━━━━━ STUDY MATERIAL

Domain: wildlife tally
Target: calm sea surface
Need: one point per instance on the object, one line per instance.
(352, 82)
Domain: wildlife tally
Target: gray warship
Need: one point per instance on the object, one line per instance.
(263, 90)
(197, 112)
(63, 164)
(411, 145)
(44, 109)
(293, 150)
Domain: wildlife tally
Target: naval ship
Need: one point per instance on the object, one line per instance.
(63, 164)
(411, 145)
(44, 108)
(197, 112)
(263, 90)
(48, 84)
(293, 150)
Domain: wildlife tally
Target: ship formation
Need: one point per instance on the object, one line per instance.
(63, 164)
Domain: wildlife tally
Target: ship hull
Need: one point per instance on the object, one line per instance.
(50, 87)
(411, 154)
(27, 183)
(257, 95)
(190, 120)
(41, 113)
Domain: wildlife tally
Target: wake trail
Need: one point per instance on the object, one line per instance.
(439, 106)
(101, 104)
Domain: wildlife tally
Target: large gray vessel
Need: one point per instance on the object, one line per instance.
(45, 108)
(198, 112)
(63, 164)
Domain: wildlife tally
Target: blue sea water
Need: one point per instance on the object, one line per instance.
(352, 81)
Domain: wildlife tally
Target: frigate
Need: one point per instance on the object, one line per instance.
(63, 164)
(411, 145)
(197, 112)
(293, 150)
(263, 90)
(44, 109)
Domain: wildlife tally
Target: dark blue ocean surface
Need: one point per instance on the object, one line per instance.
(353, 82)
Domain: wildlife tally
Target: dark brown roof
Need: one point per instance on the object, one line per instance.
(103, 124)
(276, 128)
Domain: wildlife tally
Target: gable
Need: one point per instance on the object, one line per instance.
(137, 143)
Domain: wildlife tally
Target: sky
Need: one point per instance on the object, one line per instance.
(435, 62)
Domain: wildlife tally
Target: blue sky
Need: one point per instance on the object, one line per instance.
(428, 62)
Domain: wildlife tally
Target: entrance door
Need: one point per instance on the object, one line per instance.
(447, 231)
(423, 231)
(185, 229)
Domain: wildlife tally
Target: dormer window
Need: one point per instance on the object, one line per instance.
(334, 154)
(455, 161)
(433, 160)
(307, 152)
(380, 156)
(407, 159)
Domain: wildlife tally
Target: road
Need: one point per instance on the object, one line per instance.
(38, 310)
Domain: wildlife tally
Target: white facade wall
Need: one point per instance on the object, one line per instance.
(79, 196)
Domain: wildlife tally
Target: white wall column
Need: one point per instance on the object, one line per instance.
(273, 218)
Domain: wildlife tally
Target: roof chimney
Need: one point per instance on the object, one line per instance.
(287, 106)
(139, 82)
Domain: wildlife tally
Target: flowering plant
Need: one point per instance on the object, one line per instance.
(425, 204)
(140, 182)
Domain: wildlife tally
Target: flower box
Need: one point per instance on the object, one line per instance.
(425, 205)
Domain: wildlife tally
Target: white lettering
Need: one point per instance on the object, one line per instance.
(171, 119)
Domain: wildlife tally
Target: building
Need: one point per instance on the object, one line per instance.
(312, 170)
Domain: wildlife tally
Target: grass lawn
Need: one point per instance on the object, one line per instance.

━━━━━━━━━━

◆ **PROBLEM**
When the line with "Target: wake trail" is reached in the data above, begin copying, and stop after the line with "Target: sky"; copy each line exactly, both ends included.

◆ **YOUR RESPONSE**
Target: wake trail
Need: one point per instance on the object, one line per instance.
(439, 106)
(101, 104)
Domain: wildlife tally
Target: large gray vessel
Need: one point per instance on the object, one line per instance.
(45, 108)
(198, 112)
(63, 164)
Domain: wildlife tally
Target: blue sea water
Need: one point per instance on the object, one line per instance.
(352, 81)
Domain: wildlife tally
Target: frigate
Need: one point per instance on the object, one line per instance.
(63, 164)
(411, 145)
(197, 112)
(293, 150)
(263, 90)
(44, 109)
Domain: wildlife tally
Target: dark blue ocean surface
Need: one point per instance on the object, one line per instance.
(353, 82)
Domain: wildlife tally
Target: dark brown roof
Need: one point per instance on the object, one line per instance.
(103, 124)
(276, 128)
Domain: wildlife tally
Target: gable
Need: one point per instance on the object, one line per instance.
(137, 143)
Domain: wildlife tally
Target: sky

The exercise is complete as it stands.